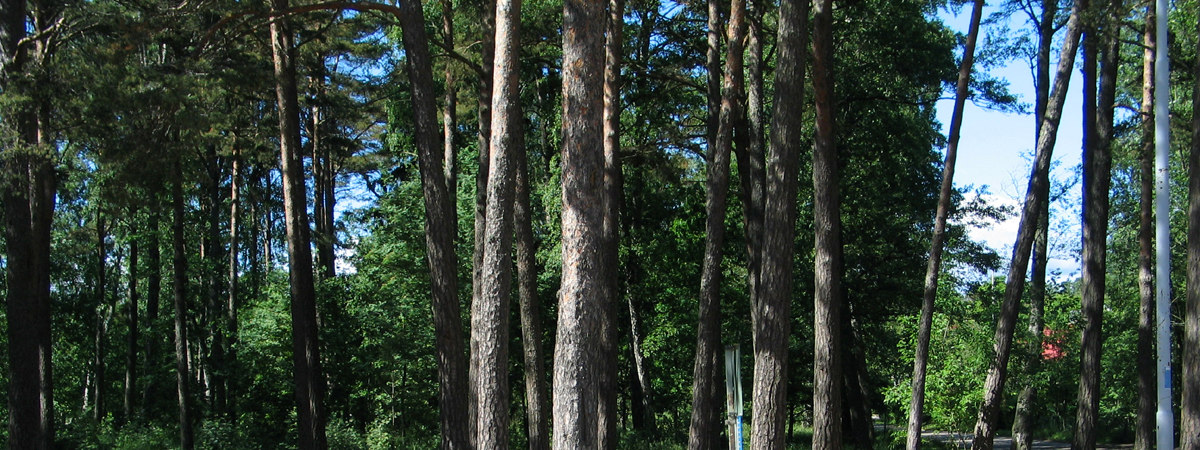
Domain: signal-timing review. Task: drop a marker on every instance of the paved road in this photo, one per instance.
(964, 442)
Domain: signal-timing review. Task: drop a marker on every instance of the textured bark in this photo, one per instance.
(705, 427)
(154, 288)
(1023, 421)
(310, 382)
(576, 352)
(453, 385)
(232, 301)
(537, 391)
(131, 337)
(934, 270)
(1147, 383)
(99, 381)
(1099, 48)
(1189, 419)
(606, 414)
(491, 309)
(1035, 203)
(772, 311)
(179, 291)
(29, 207)
(827, 222)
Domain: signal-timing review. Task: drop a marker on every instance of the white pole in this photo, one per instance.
(1164, 417)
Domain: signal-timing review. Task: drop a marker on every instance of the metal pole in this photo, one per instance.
(1164, 417)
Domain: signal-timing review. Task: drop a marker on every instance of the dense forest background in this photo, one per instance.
(144, 196)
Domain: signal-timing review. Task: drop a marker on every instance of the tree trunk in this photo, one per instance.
(705, 430)
(491, 310)
(1097, 173)
(606, 414)
(1035, 203)
(772, 311)
(1189, 419)
(1147, 395)
(934, 269)
(131, 315)
(537, 393)
(154, 287)
(179, 288)
(453, 385)
(97, 364)
(827, 221)
(29, 198)
(1023, 423)
(310, 383)
(576, 352)
(232, 303)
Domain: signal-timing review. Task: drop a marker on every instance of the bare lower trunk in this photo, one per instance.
(933, 271)
(1189, 420)
(576, 352)
(707, 375)
(1023, 421)
(179, 289)
(772, 311)
(310, 382)
(490, 310)
(537, 393)
(131, 316)
(438, 235)
(1146, 376)
(827, 221)
(1035, 203)
(1099, 47)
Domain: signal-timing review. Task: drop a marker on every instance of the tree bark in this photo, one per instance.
(576, 352)
(491, 310)
(827, 221)
(179, 289)
(772, 311)
(537, 393)
(1189, 419)
(706, 427)
(1146, 375)
(607, 415)
(1035, 203)
(1099, 48)
(310, 382)
(453, 385)
(934, 269)
(1023, 423)
(28, 193)
(154, 288)
(131, 315)
(97, 364)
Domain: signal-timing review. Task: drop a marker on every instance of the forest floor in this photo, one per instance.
(963, 441)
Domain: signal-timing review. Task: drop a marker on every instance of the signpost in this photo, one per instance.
(733, 394)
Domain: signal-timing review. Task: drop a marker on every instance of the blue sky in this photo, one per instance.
(995, 150)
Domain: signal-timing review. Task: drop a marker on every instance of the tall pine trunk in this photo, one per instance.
(491, 309)
(131, 316)
(607, 415)
(934, 270)
(772, 311)
(1189, 419)
(1099, 46)
(179, 291)
(1146, 373)
(576, 352)
(707, 372)
(827, 221)
(1035, 203)
(310, 383)
(439, 231)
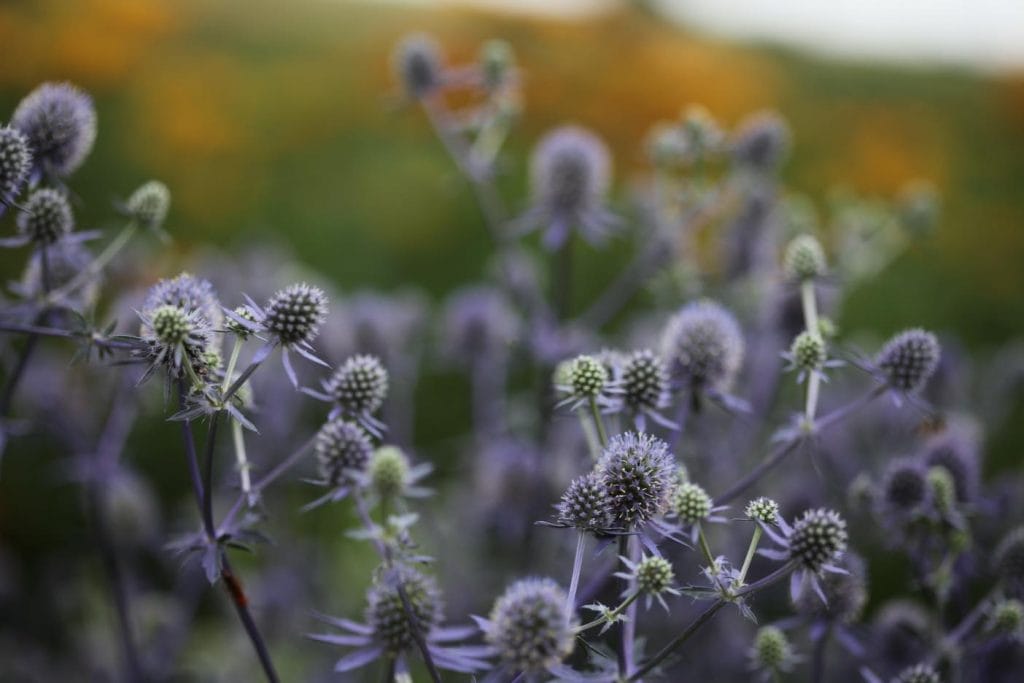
-------------------------
Exactly the lines from the one with "lower trunk in this photo, one per instance." through the end of the listing above are to be repeated, with no pictures.

Domain: signal-timing review. Task: drop a marker on every instance of the bare lower trunk in this photo, one per instance.
(933, 271)
(1189, 420)
(576, 352)
(707, 375)
(1023, 421)
(179, 289)
(772, 311)
(310, 382)
(490, 310)
(537, 393)
(131, 316)
(438, 235)
(1146, 376)
(827, 221)
(1035, 203)
(1099, 47)
Domain: signal-timing review. Task: drop a marker on every instance of the tree bark in this photo, one per instance.
(576, 352)
(491, 310)
(827, 221)
(179, 289)
(772, 311)
(537, 393)
(1189, 419)
(706, 427)
(1146, 375)
(607, 415)
(1035, 203)
(1099, 48)
(310, 382)
(453, 385)
(934, 269)
(1023, 423)
(28, 193)
(154, 288)
(131, 315)
(97, 364)
Domain: signal-timing review. Task: drop a marker on every instance of the forest floor in this photo, one per instance.
(963, 441)
Domain: signal-timing review. Task: drop a marker on every instance of the signpost in this photo, one per instance.
(733, 394)
Domain: signal-timing review. Task: drop a marker on every instance of the blue sky in this photo, one per instance.
(995, 150)
Domain: signal-timing review. Task: drop a marker on every instance of the tall pine trunk in this photo, one per instance.
(491, 309)
(131, 316)
(607, 415)
(934, 270)
(772, 311)
(1189, 419)
(1099, 46)
(179, 291)
(1146, 373)
(576, 352)
(707, 372)
(827, 221)
(1035, 203)
(310, 383)
(439, 231)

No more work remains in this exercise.